◆ Exercise directions
Repeat all of the records verbatim.

◆ Extracted material
▬▬▬▬▬▬▬▬▬▬
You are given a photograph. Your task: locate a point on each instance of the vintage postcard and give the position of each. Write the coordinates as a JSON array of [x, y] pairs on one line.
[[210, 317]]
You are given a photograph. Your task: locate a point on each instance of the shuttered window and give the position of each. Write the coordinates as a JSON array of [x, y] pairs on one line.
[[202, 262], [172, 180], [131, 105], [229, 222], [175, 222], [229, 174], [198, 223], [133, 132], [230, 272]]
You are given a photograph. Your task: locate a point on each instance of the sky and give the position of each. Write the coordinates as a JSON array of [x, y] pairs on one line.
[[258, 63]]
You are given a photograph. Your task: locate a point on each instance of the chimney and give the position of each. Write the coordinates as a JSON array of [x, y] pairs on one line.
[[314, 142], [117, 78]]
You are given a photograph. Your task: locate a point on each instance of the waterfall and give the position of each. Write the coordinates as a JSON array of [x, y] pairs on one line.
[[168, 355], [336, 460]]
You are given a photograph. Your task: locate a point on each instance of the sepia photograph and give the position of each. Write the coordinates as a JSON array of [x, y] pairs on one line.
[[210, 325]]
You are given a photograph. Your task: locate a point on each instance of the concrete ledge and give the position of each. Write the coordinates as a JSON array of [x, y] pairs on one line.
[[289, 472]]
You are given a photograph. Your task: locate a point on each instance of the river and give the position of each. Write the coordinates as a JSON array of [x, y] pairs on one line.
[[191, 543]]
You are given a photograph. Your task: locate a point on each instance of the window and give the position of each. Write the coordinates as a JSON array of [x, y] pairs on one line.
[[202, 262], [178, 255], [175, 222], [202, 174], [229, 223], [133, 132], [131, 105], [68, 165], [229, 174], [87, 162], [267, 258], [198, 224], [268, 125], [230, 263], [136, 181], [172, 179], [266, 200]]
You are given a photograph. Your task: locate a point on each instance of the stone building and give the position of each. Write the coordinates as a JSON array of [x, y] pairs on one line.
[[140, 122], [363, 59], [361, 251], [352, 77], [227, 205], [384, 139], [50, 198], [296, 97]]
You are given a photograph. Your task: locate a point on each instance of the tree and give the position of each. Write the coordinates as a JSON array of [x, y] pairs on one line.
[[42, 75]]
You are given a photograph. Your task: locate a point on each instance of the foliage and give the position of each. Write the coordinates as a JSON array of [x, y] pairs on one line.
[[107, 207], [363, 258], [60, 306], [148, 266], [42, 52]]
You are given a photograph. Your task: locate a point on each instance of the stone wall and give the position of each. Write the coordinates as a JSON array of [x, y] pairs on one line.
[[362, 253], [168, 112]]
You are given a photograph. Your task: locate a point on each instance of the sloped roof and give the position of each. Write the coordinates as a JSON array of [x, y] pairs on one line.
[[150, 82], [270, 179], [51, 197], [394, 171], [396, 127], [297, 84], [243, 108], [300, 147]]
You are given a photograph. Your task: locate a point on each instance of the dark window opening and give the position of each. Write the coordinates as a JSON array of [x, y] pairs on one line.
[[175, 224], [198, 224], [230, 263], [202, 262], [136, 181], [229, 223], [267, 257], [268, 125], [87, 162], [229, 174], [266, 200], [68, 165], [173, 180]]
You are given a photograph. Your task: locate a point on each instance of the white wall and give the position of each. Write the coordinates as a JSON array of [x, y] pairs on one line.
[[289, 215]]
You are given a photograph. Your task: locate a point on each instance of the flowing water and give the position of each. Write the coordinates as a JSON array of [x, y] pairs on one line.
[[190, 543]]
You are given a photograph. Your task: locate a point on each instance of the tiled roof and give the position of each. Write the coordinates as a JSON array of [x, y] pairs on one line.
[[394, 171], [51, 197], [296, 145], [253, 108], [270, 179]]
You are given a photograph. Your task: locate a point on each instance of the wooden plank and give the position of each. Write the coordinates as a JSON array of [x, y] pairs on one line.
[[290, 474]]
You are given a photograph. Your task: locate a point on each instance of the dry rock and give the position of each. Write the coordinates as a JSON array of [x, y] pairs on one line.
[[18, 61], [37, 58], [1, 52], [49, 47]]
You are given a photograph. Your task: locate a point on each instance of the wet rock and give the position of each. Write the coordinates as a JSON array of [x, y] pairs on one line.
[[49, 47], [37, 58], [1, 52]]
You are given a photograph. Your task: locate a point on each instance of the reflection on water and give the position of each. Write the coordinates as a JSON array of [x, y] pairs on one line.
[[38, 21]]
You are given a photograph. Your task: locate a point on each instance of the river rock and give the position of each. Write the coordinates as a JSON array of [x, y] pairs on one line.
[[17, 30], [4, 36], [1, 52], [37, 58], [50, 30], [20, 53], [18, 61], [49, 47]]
▬▬▬▬▬▬▬▬▬▬
◆ Answer area
You are given a photograph. Your task: locate a point on each instance of the vintage postcard and give the position of each. Write the coordinates as a JSON array of [x, y] pairs on one line.
[[210, 317]]
You are given a photograph. Your task: locate a point on each instance of the shuttered window and give the position of each. Write the coordinates as a JSON array of [x, y] pairs on one line.
[[202, 262], [172, 180], [131, 105], [229, 222], [175, 222], [229, 174], [198, 223], [133, 132], [230, 272]]
You are given a photograph. Your task: locate a point on each instance of the sky and give the position of each. Write the coordinates as a JSON array of [x, y] pairs on one line.
[[258, 63]]
You are given a photograph. Your task: locate a point on each instance of the chimney and give the position of each. Write the coordinates as a JSON array of [x, y] pairs on one line.
[[314, 142], [117, 78]]
You are given a photograph. Your task: locate a point on each instance of the waterfall and give the position of each. Write the coordinates as a JSON array of [x, y] pairs on one line.
[[168, 355], [336, 460]]
You are given a photograph. Your task: locate a point on each instance of the sepia photograph and give the position of each. Write the coordinates as a JSON array of [x, y] pairs on one line.
[[210, 325]]
You are given a photograph. Your task: locate a point on each instance of the concrete ledge and give the position of each. Write the coordinates as a JSON array of [x, y] pairs on one line.
[[289, 472]]
You are given a photograph. Your task: locate a point on each instance of the river and give the position of each. Write the coordinates as a JSON array of [x, y] pairs on one line.
[[191, 543]]
You are given a photograph. Your task: locate a point on each instance of the window and give the position of each. Write the coordinates as a JSON array of [x, y] pairs on one line.
[[202, 262], [178, 255], [175, 222], [202, 174], [229, 223], [133, 132], [131, 105], [68, 165], [229, 174], [87, 162], [267, 258], [198, 224], [268, 125], [230, 263], [136, 181], [172, 179], [266, 200]]
You are given a photograph. Your task: locate a point on each instance of the stone building and give the position of each. Write the coordinates as a JSON array of [x, y] pairs on one line.
[[140, 122], [363, 59], [361, 251], [352, 77], [227, 205], [384, 139], [50, 198], [296, 97]]
You are given a photograph. Your task: locate a point on each instance of the tree and give the position of each. Write the coordinates as a JSON array of [x, y] pairs on one line.
[[42, 75]]
You are given a photograph. Your task: locate a point on each instance of the foliage and give the position of each. Write the coordinates as a JSON array of [x, y] pairs on one line.
[[107, 207], [363, 258], [60, 306], [148, 266], [42, 52]]
You are given a photograph. Your task: locate a point on each instance of the stone wall and give the position of each. Write the coordinates as a JSON array of [x, y] pairs on one line.
[[362, 253], [168, 112]]
You are given a photograph. Your task: locate a point on each instance of the sloped roof and give the position of each. Write the coordinates as a JSON array of [x, y] pairs on one line.
[[150, 82], [270, 179], [51, 197], [394, 171], [396, 127], [297, 84], [243, 108], [300, 147]]
You are given a photograph. Your task: locate a point on each instance of the dark window opening and give the position of each. Write the coordinates as a JSON array of [x, y] pairs on one line.
[[175, 224], [198, 224], [230, 263], [202, 262], [136, 181], [229, 223], [267, 257], [268, 125], [87, 162], [229, 174], [266, 200], [68, 165], [173, 180]]
You are given a photograph. Your task: locate a point on each instance of the white wall and give the position of each. Write the coordinates as a JSON array of [x, y] pairs on one line.
[[289, 215]]
You are given a photograph. Your task: locate a point on each instance of the flowing water and give the position of each. Write the coordinates as a JSON array of [x, y] pairs on one line.
[[190, 543]]
You are given a photograph. Your task: locate a point on each instance of the tiled roof and give the position of each. Write the coordinates as a JSON array of [x, y] pairs on one line.
[[394, 171], [51, 197], [296, 145], [253, 108], [270, 179]]
You are given a photograph. Your task: locate a point on each instance of the wooden plank and give the position of each. Write the coordinates as a JSON array of [x, y] pairs on one line.
[[290, 474]]
You are given a photograph. Your task: locate a point on each instance of the dry rock and give the position of each. Write the coordinates as a JSON array of [x, y] pairs on one line.
[[18, 61], [37, 58], [1, 52], [49, 47]]
You are given a photograph. Your task: locate a point on each instance of the wet rock and give the position of each. Write the coordinates as a JSON array of [x, y] pairs on one line.
[[49, 47], [37, 58], [1, 52]]
You are given a photograph. Your task: locate a point on each instance of the reflection on water and give the position of each. Write the coordinates as a JSON array of [x, y] pairs on one line.
[[38, 21]]
You are given a photograph. Your task: locate a point on each instance of the river rock and give the position of each. Write the coordinates as a JSON array of [x, y] pairs on one line.
[[17, 30], [4, 36], [1, 52], [37, 58], [50, 30], [20, 53], [18, 61], [49, 47]]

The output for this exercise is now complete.